Goal of the exercise
Give the number of lines in the material below that contain the word "lake". No other content is needed.

The records
::::::

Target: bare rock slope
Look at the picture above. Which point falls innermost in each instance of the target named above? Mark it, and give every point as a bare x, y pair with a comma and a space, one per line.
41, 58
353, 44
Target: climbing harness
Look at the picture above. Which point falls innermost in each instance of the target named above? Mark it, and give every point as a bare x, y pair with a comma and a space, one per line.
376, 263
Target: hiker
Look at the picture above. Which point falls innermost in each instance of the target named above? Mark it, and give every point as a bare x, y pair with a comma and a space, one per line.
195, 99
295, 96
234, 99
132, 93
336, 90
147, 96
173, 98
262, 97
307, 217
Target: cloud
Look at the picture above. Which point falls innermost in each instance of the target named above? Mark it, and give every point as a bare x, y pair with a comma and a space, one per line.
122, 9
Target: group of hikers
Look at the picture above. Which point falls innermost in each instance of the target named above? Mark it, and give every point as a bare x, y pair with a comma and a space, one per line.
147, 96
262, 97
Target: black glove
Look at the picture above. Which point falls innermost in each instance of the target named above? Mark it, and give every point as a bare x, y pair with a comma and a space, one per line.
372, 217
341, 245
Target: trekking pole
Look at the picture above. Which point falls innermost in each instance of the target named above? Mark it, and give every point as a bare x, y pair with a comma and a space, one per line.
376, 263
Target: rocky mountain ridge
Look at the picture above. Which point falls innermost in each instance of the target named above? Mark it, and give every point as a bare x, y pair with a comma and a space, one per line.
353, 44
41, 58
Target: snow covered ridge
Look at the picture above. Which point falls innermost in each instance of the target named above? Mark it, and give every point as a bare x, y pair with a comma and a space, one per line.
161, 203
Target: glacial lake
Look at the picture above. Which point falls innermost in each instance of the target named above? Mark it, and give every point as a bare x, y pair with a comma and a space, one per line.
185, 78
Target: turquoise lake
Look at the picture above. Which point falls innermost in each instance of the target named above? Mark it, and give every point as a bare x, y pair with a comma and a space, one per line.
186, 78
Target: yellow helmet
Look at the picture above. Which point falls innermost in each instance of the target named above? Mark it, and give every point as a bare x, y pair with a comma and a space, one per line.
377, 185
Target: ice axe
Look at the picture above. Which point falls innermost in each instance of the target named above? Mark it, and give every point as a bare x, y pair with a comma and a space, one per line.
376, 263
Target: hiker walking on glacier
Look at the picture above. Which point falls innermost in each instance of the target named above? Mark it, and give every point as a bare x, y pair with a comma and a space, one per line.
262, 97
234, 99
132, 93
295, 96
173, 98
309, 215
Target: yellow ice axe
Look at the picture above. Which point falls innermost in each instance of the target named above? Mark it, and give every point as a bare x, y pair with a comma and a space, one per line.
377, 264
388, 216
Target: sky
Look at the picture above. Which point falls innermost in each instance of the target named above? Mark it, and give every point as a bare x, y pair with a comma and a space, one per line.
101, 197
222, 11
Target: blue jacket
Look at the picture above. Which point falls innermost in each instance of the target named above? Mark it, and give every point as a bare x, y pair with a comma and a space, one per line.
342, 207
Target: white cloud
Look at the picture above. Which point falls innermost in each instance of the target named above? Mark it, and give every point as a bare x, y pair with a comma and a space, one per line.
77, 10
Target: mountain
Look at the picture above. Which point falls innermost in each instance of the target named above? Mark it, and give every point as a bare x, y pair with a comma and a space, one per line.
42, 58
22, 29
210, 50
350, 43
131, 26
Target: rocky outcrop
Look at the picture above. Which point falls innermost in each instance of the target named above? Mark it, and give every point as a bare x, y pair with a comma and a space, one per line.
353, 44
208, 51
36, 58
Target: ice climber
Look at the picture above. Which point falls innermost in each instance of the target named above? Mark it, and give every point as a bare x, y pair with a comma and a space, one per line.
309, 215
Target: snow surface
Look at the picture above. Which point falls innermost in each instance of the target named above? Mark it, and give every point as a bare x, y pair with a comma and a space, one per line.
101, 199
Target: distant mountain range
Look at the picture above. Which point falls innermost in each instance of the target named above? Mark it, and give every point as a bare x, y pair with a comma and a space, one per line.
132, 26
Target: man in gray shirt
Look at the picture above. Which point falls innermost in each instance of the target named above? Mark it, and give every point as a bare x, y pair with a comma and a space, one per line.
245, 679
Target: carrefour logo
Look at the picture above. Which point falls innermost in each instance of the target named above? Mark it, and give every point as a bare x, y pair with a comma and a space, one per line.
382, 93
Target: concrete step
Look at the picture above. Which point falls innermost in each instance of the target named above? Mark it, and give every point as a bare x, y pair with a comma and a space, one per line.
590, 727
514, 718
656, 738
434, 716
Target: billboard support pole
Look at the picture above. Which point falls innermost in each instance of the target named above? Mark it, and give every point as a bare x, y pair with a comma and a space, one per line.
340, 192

::::::

Written answer
2